▶ **TASKS TO CARRY OUT**
• a. Reproduce the part of the article on the Black Dolphin prison visit that begins at the words "posted 21 Sept" and stops after "his LiveJournal blog.".
• b. Carry on the article about the Human Rights Council's visit to the Black Dolphin prison, starting after its last sentence.

▶ **GIVEN PASSAGE**
══════
Human rights activist Andrei Babushkin describes Presidential Human Rights Council's visit to top-security ‘Black Dolphin’ prison and Aleksei Pichugin

posted 21 Sept 2015, 02:42 by Rights in Russia   [ updated 21 Sept 2015, 02:52 ]
15 September 2015

Vera Vasileva

Source: HRO.org 
During their two-day working trip to Orenburg region, Mikhail Fedotov, president of the Presidential Human Rights Council (HRC), together with HRC members Andrei Babushkin, Evgeny Bobrov and Igor Kalyapin, visited prison colony no.6. While they were there, they talked to prisoners serving life sentences, including Aleksei Pichugin, who featured in the Yukos affair. Memorial Human Rights Centre in Moscow has declared Pichugin a political prisoner.

Andrei Babushkin, who is chair of the Committee for Civic Rights as well as being a member of the HRC, reported on his visit in his LiveJournal blog.
══════
▶ **RECORDED DATA**
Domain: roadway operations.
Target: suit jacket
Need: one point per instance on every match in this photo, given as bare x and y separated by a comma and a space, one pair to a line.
══════
▶ **THE RESPONSES**
• a.
posted 21 Sept 2015, 02:42 by Rights in Russia   [ updated 21 Sept 2015, 02:52 ]
15 September 2015

Vera Vasileva

Source: HRO.org 
During their two-day working trip to Orenburg region, Mikhail Fedotov, president of the Presidential Human Rights Council (HRC), together with HRC members Andrei Babushkin, Evgeny Bobrov and Igor Kalyapin, visited prison colony no.6. While they were there, they talked to prisoners serving life sentences, including Aleksei Pichugin, who featured in the Yukos affair. Memorial Human Rights Centre in Moscow has declared Pichugin a political prisoner.

Andrei Babushkin, who is chair of the Committee for Civic Rights as well as being a member of the HRC, reported on his visit in his LiveJournal blog.

• b.
"We visited Aleksei Pichugin. First we were told that he would refuse to see us, on the basis that he doesn't see anyone except his lawyers. I asked for him to be given the message that it was Babushkin and Fedotov who wanted to see him, and then he agreed to meet us. He was the third of ten people we talked to individually. Just like all the others, he was brought in in handcuffs, bent down towards the floor, and then seated on a stool," Babushkin wrote. He added that it was obvious from talking to Pichugin that he had not given up and was not in despair.

Babushkin said that Aleksei Pichugin had been subject to two disciplinary measures. Babushkin considered "these to be a pretext to prevent Pichugin being transferred to a less severe prison regime.

According to the Russian Federation's Criminal and Penitentiary Code, life prisoners can be held under three possible regimes: stirct, normal or open. Life prisoners are initially subject to the strict regime. This means that a prisoner is only allowed two four-hour visits and one parcel and one package a year.

If their behaviour is good, life prisoners can be transferred to the normal regime after ten years. The main way in which the normal regime differs from the strict regime is that longer visits from family members are allowed, lasting up to three days.

Aleksei Pichugin has been behind bars for more than 12 years.

Babushkin said that human rights defenders recommended the lifting of the disciplinary measures against Pichugin: "I advised Aleksei Pichugin to write a petition [about the disciplinary measures], making it clear that the letter did not mean that he was admitting his guilt. We are prepared to support his request".

At the end of the meeting, which lasted about 7-10 minutes, Andrei Babushkin said to Aleksei Piguchin than he symbolically shook his hand.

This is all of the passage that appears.